Please set out the lines below as a numbered list, skipping any blank lines and leaving the pictures out.

### INFORMATION PROVIDED
--- Start ---

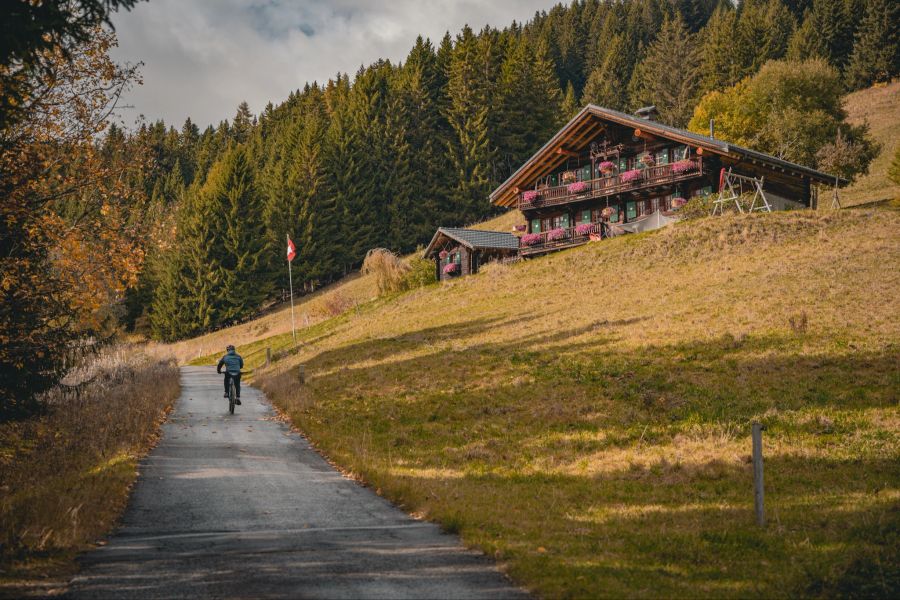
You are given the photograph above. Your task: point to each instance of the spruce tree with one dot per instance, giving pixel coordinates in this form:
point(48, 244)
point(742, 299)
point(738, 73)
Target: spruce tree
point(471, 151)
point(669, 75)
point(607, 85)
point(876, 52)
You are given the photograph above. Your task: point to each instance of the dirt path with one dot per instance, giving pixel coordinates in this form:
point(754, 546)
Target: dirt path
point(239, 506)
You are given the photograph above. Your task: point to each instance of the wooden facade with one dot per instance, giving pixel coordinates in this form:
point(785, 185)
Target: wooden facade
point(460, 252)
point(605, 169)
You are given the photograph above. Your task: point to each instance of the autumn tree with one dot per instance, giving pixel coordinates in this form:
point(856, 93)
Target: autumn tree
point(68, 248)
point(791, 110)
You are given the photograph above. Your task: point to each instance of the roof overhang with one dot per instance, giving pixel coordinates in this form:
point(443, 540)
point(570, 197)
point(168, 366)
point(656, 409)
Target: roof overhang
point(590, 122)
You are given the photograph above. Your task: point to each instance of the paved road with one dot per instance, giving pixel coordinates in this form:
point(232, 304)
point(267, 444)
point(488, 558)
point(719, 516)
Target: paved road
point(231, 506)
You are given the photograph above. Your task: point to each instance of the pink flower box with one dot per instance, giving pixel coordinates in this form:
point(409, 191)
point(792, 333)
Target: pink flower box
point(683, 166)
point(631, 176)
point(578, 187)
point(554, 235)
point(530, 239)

--- End ---

### FULL OUTPUT
1. You are given the photograph above. Your task: point to each instance of the spruce tree with one dot per instance, giving pixel coordinates in this form:
2. point(48, 244)
3. point(742, 299)
4. point(738, 73)
5. Target: spruce tree
6. point(471, 151)
7. point(669, 75)
8. point(607, 85)
9. point(876, 52)
10. You are given the photograph above. Your task: point to each instance of the dirt path with one dot per instance, giving pixel coordinates in this form:
11. point(754, 546)
12. Target: dirt path
13. point(239, 506)
14. You are given the photograph above. Your task: point to each instance of the wooden facade with one dot per instance, giving pixel coordinates in this form:
15. point(785, 185)
16. Target: wooden facade
17. point(460, 252)
18. point(605, 169)
19. You are given the photograph above. Your task: point to each instance of the autumn tree with one dot per instance, giving pixel coordinates in this form:
20. point(856, 93)
21. Target: autumn tree
22. point(68, 248)
23. point(791, 110)
24. You are given the photograph above. Your task: point to each instance of the roof overhang with one dot per instance, giving pixel coordinates in this form:
25. point(443, 540)
26. point(570, 197)
27. point(168, 366)
28. point(656, 409)
29. Target: roof overhang
30. point(590, 122)
31. You are given the photograph above. Your task: point to each instance of the paved road with one dot per instance, giving pixel coordinates in this form:
32. point(232, 304)
33. point(267, 444)
34. point(488, 558)
35. point(719, 516)
36. Target: paved road
37. point(231, 506)
38. You are given the photograph above. Your task: point to each instance of the pink flower box with one dot per instance, giving pixel coordinates in this form:
39. point(409, 191)
40. point(792, 333)
41. Target: pink flower box
42. point(683, 166)
43. point(631, 176)
44. point(578, 187)
45. point(554, 235)
46. point(530, 239)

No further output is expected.